### TASK OBJECTIVE
Return the items below line for line, without changing anything, and leave the pictures out.

Saved data entries:
-------

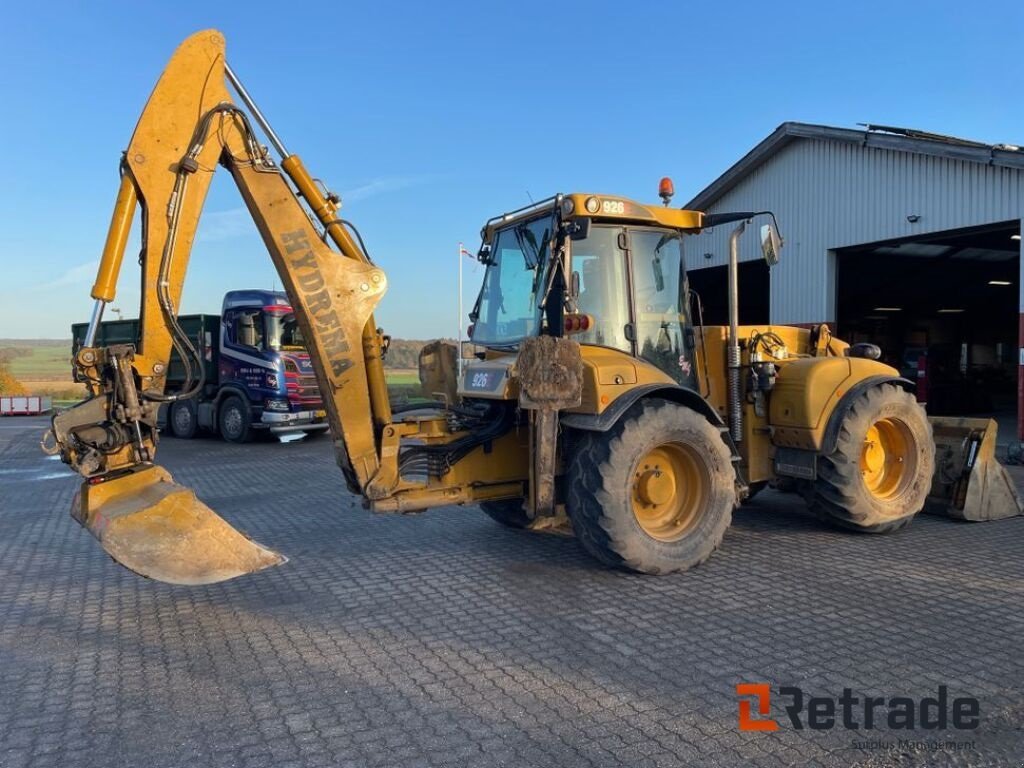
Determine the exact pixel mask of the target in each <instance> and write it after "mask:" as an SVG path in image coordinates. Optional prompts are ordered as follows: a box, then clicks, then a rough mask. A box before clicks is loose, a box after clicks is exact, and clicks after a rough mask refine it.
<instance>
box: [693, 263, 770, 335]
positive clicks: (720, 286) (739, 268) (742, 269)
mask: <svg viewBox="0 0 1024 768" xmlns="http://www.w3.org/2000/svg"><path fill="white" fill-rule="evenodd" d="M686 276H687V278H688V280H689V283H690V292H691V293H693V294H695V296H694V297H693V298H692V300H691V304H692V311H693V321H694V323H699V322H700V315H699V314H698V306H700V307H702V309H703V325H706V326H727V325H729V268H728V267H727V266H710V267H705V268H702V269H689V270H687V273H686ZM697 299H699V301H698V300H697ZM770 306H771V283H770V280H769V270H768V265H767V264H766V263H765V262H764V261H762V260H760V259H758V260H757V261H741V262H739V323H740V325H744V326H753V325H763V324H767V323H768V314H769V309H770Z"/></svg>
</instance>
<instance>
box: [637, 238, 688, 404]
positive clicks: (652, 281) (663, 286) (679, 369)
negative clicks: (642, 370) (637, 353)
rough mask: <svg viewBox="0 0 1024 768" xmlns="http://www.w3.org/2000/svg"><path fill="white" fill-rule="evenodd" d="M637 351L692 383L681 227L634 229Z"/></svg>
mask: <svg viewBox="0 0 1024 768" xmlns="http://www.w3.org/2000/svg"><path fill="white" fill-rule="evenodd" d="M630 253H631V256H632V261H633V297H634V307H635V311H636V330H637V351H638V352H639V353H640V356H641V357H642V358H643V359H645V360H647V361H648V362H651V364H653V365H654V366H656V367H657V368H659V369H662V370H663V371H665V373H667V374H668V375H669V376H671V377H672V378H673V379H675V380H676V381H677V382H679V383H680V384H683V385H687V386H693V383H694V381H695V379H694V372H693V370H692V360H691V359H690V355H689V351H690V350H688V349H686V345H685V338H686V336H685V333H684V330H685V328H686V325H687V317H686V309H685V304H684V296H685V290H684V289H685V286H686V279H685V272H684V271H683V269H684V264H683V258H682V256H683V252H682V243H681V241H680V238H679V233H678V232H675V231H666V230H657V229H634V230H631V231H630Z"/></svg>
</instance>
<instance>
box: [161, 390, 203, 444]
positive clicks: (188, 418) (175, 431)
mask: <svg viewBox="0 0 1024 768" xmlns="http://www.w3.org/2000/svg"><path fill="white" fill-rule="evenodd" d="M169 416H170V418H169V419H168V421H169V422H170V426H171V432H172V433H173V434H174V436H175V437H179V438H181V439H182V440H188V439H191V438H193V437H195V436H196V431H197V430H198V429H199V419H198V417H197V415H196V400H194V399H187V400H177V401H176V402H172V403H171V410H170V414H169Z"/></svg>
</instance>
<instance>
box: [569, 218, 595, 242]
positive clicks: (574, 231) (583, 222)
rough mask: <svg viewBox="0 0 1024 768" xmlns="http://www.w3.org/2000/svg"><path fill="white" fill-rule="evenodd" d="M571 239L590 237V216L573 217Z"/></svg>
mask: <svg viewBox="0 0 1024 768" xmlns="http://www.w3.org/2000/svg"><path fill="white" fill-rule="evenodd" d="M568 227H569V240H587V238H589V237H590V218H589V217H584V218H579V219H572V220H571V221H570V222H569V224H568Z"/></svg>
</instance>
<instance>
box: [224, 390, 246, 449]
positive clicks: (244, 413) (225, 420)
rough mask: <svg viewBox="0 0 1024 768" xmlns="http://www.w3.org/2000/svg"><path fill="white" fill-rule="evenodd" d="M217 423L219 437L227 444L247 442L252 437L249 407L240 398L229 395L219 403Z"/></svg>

-------

### SOLUTION FOR THIS TASK
Determine the exact pixel mask of the target in each <instance> and write it after "mask:" as an SVG path in image coordinates. Optional prompts are ordered as follows: a box, then clicks, then a rough mask. A box before clicks is loose, a box after clicks is exact, and clicks after a rough mask refine it.
<instance>
box: [693, 263, 770, 335]
positive clicks: (720, 286) (739, 268) (742, 269)
mask: <svg viewBox="0 0 1024 768" xmlns="http://www.w3.org/2000/svg"><path fill="white" fill-rule="evenodd" d="M686 276H687V278H688V280H689V283H690V292H691V293H693V294H695V296H694V297H693V298H692V300H691V304H692V311H693V321H694V323H699V322H700V315H699V314H698V306H700V307H702V309H703V325H706V326H727V325H729V268H728V267H727V266H710V267H705V268H702V269H689V270H687V273H686ZM697 299H699V301H698V300H697ZM770 306H771V283H770V280H769V270H768V265H767V264H766V263H765V262H764V261H762V260H760V259H758V260H757V261H741V262H739V323H740V325H744V326H753V325H763V324H767V323H768V314H769V309H770Z"/></svg>
</instance>
<instance>
box: [637, 238, 688, 404]
positive clicks: (652, 281) (663, 286) (679, 369)
negative clicks: (642, 370) (637, 353)
rough mask: <svg viewBox="0 0 1024 768" xmlns="http://www.w3.org/2000/svg"><path fill="white" fill-rule="evenodd" d="M637 351L692 383L681 227L634 229Z"/></svg>
mask: <svg viewBox="0 0 1024 768" xmlns="http://www.w3.org/2000/svg"><path fill="white" fill-rule="evenodd" d="M630 253H631V256H632V261H633V297H634V307H635V311H636V330H637V351H638V352H639V353H640V356H641V357H642V358H643V359H645V360H647V361H648V362H651V364H653V365H654V366H656V367H657V368H659V369H662V370H663V371H665V373H667V374H668V375H669V376H671V377H672V378H673V379H675V380H676V381H677V382H679V383H680V384H683V385H687V386H693V383H694V381H695V379H694V372H693V370H692V360H691V359H690V355H689V351H690V350H688V349H686V345H685V338H686V336H685V333H684V330H685V328H686V325H687V317H686V309H685V304H684V296H685V290H684V289H685V286H686V279H685V272H684V271H683V269H684V264H683V258H682V256H683V252H682V243H681V241H680V238H679V233H678V232H675V231H666V230H657V229H634V230H631V231H630Z"/></svg>
</instance>
<instance>
box: [161, 390, 203, 444]
positive clicks: (188, 418) (175, 431)
mask: <svg viewBox="0 0 1024 768" xmlns="http://www.w3.org/2000/svg"><path fill="white" fill-rule="evenodd" d="M169 416H170V418H169V419H168V421H169V422H170V426H171V432H172V433H173V434H174V436H175V437H179V438H181V439H182V440H188V439H191V438H193V437H195V436H196V431H197V430H198V429H199V419H198V417H197V415H196V400H194V399H187V400H177V401H176V402H172V403H171V410H170V414H169Z"/></svg>
</instance>
<instance>
box: [569, 218, 595, 242]
positive clicks: (574, 231) (583, 222)
rough mask: <svg viewBox="0 0 1024 768" xmlns="http://www.w3.org/2000/svg"><path fill="white" fill-rule="evenodd" d="M571 239L590 237V216L573 217Z"/></svg>
mask: <svg viewBox="0 0 1024 768" xmlns="http://www.w3.org/2000/svg"><path fill="white" fill-rule="evenodd" d="M568 227H569V240H587V238H589V237H590V218H589V217H584V218H579V219H572V220H571V221H570V222H569V224H568Z"/></svg>
</instance>
<instance>
box: [224, 390, 246, 449]
positive clicks: (244, 413) (225, 420)
rough mask: <svg viewBox="0 0 1024 768" xmlns="http://www.w3.org/2000/svg"><path fill="white" fill-rule="evenodd" d="M217 423L219 437L227 444L247 442L252 437L249 407L240 398L229 395L219 403Z"/></svg>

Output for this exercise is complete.